- **Extracted material**

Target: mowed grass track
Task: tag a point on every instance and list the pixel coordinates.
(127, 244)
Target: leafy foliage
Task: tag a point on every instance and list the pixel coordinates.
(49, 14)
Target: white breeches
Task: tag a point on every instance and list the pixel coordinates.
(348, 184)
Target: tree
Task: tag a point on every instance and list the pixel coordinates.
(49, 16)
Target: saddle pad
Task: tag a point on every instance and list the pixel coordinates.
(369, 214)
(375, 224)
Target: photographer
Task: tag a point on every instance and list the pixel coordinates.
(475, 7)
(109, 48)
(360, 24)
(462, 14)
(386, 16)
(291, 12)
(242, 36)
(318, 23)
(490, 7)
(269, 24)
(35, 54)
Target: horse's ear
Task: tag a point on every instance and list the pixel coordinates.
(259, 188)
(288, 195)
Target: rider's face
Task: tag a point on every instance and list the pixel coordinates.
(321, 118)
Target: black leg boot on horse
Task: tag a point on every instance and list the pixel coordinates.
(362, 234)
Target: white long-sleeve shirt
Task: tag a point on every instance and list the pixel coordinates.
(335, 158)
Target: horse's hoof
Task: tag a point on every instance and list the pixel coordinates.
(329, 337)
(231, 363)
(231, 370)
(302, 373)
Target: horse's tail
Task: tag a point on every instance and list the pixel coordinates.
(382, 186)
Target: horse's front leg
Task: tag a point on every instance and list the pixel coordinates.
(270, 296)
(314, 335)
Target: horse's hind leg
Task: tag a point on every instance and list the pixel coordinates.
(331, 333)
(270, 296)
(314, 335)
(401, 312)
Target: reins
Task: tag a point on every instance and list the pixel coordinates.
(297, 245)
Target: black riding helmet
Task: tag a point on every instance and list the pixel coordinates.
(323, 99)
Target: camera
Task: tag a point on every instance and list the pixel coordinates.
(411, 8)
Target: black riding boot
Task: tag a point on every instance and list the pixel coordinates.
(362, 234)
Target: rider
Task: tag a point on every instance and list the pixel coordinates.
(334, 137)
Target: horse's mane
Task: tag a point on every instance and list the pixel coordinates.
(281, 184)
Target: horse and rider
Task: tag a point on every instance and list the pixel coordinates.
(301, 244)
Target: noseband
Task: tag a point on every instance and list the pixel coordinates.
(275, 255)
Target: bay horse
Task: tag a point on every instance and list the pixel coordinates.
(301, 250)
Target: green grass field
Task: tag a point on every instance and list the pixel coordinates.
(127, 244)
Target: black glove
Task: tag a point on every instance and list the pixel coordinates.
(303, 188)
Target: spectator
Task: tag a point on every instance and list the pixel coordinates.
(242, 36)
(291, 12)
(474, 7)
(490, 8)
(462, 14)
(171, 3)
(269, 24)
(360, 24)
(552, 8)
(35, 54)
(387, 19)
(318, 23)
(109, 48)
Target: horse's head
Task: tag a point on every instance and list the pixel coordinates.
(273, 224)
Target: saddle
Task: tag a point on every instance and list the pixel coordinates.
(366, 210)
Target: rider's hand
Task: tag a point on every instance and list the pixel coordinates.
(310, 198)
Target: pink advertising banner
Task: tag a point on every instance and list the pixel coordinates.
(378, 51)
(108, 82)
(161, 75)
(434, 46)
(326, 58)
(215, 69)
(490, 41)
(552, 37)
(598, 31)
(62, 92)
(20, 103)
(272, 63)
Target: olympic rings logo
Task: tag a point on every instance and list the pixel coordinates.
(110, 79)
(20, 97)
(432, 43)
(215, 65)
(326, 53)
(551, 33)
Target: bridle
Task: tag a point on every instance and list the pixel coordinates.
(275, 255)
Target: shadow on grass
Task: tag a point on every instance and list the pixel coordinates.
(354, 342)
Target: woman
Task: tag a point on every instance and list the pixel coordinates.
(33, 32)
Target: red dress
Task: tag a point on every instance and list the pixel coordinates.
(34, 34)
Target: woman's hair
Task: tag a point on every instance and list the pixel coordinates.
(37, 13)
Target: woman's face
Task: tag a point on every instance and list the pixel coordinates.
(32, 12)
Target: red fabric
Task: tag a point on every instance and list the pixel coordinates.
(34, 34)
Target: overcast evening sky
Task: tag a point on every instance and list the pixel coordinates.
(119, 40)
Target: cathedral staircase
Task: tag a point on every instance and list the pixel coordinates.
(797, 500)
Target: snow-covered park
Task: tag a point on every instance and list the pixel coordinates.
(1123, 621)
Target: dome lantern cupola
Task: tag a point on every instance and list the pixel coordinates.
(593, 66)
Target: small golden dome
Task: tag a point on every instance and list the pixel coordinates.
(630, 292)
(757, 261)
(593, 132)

- **Exercise instructions**
Reproduce exactly the line containing "Target: olympic rings logo" and every line after it through the end of the records above, and nothing else.

- **Written solution**
Target: olympic rings logo
Task: tag a point on every instance and list the pixel coordinates.
(110, 79)
(20, 97)
(432, 43)
(215, 65)
(326, 53)
(551, 33)
Target: bridle
Task: tag a point on every instance and list the pixel coordinates.
(275, 255)
Target: shadow on grass
Task: tag a point on every instance and list the pixel coordinates.
(354, 342)
Target: woman
Task: tag a point on every instance and list the pixel coordinates.
(33, 32)
Target: red dress
Task: tag a point on every instance and list the pixel coordinates.
(34, 34)
Target: woman's hair
Task: tag a point on every instance and list the pixel coordinates.
(37, 13)
Target: woman's face
Task: tag a point on every instance and list the pixel coordinates.
(32, 12)
Target: red fabric
Task: tag a point on every instance and list the pixel coordinates.
(34, 34)
Target: overcast evening sky
Task: tag a point on every instance and list the pixel coordinates.
(119, 40)
Target: cathedral staircase
Task: tag a point on every instance and list the pixel coordinates.
(797, 500)
Target: snow-covered park
Task: tag a point on every instance and list the pixel coordinates.
(1123, 621)
Target: dome lantern cupola
Task: tag a point on every instance and list the pixel coordinates.
(593, 66)
Target: small golden dome
Task: tag a point on every instance and list the pixel coordinates.
(630, 292)
(757, 261)
(593, 132)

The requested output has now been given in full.